══ RECORDS PROVIDED

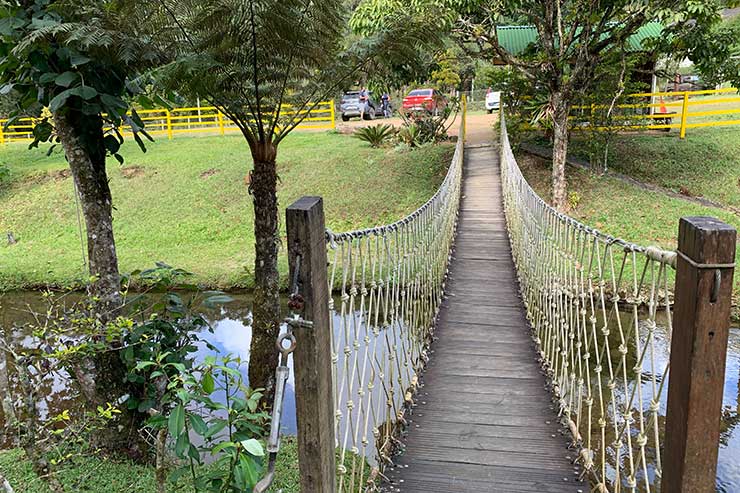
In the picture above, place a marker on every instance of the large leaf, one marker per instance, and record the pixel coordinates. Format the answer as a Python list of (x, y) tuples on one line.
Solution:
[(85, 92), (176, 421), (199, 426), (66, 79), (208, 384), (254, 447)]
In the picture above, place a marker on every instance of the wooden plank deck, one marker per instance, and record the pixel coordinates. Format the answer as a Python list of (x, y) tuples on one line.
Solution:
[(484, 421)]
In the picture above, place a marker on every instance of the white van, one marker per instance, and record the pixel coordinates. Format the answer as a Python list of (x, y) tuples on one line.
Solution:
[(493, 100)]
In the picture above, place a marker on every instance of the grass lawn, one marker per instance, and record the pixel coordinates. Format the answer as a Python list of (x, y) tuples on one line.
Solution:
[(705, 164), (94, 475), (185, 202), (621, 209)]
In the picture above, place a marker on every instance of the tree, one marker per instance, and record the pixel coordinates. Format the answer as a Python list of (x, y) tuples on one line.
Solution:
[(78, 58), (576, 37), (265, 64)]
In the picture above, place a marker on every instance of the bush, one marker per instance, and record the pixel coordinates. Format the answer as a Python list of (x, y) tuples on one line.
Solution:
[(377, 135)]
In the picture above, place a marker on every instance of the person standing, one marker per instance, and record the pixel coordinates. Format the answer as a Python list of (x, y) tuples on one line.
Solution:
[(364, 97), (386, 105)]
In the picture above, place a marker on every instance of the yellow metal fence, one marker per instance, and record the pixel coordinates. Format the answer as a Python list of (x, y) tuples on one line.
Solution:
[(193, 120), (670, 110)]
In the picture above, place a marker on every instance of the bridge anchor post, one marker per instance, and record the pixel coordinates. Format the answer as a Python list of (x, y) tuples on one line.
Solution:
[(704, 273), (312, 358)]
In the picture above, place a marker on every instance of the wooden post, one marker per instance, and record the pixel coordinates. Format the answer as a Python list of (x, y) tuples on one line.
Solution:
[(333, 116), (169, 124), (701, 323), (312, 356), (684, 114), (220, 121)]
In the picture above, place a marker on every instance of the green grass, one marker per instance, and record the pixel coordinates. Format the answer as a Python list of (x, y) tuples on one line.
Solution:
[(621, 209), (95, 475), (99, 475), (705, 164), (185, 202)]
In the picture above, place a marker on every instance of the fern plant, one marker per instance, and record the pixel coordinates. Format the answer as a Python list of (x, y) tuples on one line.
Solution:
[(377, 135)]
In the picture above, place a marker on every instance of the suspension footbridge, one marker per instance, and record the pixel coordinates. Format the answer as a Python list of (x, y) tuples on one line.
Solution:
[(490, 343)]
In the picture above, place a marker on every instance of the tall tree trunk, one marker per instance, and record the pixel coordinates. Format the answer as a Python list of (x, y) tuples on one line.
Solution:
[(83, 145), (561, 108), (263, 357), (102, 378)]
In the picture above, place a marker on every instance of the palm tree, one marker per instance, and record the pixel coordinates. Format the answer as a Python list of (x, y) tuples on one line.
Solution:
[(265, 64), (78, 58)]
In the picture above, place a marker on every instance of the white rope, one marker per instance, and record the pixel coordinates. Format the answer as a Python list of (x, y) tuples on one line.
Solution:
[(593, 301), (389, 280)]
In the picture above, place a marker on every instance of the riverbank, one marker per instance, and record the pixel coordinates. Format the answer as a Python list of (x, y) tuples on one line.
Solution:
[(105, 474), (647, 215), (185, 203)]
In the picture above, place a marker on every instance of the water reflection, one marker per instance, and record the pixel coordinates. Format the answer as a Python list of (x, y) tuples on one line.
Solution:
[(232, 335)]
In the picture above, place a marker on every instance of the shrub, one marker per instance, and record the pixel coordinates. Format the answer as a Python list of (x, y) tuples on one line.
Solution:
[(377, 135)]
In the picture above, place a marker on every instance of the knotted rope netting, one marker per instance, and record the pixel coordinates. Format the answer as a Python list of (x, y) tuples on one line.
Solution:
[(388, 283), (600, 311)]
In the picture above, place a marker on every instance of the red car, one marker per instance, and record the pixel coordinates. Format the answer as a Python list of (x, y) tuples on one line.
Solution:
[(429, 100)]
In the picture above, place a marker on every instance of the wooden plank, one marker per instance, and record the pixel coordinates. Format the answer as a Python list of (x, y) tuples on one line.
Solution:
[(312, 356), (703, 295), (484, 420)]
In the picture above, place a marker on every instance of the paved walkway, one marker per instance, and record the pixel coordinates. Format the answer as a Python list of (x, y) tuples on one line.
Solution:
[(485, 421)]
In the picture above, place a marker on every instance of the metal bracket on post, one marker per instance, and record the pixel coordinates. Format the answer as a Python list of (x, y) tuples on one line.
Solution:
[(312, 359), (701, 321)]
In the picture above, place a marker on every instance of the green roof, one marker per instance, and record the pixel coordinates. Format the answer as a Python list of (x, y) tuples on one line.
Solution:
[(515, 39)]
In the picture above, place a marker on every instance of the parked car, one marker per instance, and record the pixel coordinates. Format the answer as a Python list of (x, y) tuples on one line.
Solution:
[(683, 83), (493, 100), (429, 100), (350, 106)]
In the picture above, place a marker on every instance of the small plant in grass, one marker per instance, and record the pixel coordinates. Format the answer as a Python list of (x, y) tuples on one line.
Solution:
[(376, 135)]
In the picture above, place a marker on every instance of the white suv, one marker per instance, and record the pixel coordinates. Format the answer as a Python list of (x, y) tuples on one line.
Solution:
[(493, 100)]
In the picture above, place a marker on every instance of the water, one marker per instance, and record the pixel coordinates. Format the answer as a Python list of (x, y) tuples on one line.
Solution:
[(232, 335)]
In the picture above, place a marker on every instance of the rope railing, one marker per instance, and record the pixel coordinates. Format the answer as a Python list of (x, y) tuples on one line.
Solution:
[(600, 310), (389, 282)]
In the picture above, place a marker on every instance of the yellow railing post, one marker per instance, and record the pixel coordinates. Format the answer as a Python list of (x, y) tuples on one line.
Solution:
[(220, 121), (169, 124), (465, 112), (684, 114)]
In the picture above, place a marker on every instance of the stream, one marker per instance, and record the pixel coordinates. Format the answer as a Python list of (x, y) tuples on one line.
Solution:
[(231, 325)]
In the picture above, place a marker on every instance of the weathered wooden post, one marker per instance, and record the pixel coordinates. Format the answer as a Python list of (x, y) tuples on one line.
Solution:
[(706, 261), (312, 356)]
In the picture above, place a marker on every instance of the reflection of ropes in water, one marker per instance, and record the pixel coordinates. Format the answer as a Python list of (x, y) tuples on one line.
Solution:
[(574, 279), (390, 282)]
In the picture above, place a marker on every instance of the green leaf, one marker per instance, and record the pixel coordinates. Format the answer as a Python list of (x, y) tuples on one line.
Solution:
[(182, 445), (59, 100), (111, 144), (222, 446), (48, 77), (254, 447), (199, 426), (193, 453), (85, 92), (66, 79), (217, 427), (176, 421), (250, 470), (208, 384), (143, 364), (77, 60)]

════
══ RECORDS PROVIDED

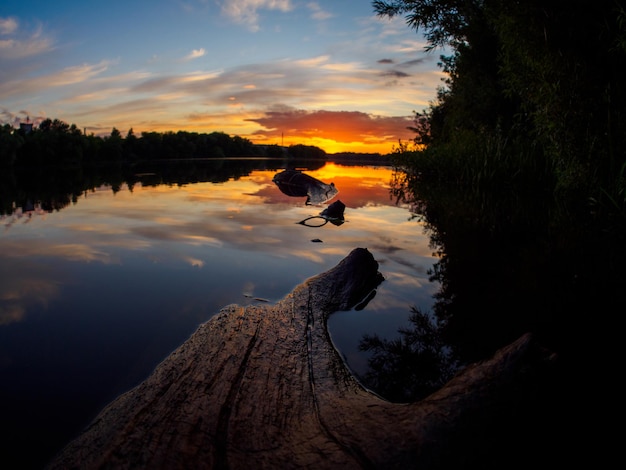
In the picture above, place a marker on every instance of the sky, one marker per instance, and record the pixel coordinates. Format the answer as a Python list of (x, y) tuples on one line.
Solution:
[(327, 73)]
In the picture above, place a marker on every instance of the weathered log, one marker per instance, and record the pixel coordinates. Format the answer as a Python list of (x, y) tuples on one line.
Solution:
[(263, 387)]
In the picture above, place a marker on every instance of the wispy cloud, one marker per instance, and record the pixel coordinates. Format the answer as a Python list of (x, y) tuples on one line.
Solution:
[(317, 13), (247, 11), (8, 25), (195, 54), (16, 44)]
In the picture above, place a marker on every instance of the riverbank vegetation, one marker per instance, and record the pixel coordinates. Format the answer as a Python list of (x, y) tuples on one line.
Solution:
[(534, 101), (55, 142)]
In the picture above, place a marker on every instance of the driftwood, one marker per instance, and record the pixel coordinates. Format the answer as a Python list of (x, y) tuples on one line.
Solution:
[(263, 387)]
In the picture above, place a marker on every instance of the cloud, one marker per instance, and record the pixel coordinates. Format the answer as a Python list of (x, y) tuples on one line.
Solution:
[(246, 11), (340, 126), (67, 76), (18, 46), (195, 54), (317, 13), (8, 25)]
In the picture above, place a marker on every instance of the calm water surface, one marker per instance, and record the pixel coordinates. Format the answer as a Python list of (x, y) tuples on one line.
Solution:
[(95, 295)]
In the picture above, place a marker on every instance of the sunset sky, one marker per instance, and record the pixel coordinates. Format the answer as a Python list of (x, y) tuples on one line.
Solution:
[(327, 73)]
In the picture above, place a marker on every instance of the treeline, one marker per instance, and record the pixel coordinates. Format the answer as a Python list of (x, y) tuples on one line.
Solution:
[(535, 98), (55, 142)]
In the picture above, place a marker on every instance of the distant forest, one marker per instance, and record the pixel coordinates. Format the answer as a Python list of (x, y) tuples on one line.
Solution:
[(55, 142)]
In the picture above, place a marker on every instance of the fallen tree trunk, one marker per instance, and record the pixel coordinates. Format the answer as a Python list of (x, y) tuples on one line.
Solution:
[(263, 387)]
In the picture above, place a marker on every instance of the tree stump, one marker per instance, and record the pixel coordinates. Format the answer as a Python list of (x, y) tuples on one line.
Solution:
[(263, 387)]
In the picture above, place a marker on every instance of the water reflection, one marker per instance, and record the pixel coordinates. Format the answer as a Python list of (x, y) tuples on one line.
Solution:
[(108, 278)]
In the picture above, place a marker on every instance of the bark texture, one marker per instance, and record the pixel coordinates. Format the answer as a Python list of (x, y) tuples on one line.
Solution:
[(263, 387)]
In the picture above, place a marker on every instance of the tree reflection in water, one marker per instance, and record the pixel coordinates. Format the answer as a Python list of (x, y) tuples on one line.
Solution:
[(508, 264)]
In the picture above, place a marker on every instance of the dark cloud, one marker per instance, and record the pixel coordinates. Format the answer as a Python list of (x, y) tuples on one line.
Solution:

════
══ RECORDS PROVIDED

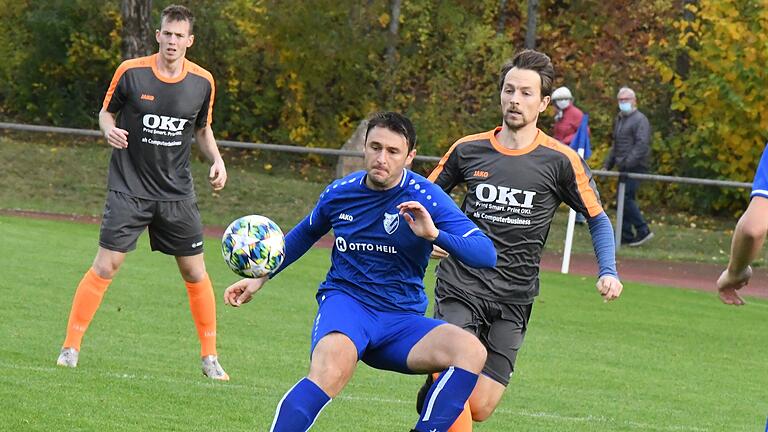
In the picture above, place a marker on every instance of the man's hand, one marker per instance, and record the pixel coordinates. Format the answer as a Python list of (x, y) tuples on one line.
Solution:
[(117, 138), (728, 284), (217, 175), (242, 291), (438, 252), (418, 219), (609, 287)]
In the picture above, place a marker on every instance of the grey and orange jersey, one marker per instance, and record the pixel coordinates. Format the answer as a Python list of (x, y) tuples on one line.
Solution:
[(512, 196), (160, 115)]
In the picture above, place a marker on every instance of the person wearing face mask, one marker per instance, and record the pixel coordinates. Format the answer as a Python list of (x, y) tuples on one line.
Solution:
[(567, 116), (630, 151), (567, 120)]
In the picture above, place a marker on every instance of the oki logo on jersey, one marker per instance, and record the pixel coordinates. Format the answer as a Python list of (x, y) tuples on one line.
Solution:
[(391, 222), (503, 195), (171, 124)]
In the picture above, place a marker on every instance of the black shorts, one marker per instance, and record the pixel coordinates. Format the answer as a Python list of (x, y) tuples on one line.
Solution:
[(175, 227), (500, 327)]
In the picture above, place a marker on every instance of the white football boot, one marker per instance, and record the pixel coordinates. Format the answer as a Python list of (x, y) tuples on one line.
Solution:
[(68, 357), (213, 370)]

════

**INSTRUCTIONS TO FOLLOW**
Extract each line of the coordinate labeling data above that contains the string "reflection". Matching is case-sensitive.

**REPLY**
In the picture above, place a marker on every instance of the water reflection, one marker per instance, and record the pixel coordinates. Format the answer as a Python list of (x, y) tuples on one line.
In the picture above, place a marker on every instance of the reflection of ropes in water, one marker per instance, and record the pixel coordinates. Format the answer as a Python list of (x, y) tuples on one line.
In the picture above, place a marker on every instance of the water reflection, one marker per instance, and record the pixel coordinates. Format the answer as a Python list of (x, y) tuples on one line.
In the picture above, place a marker on every instance of the tree reflection in water, one marker per instance, and record the pixel coordinates. Format the answer as a Python list of (x, y) tuples on one line.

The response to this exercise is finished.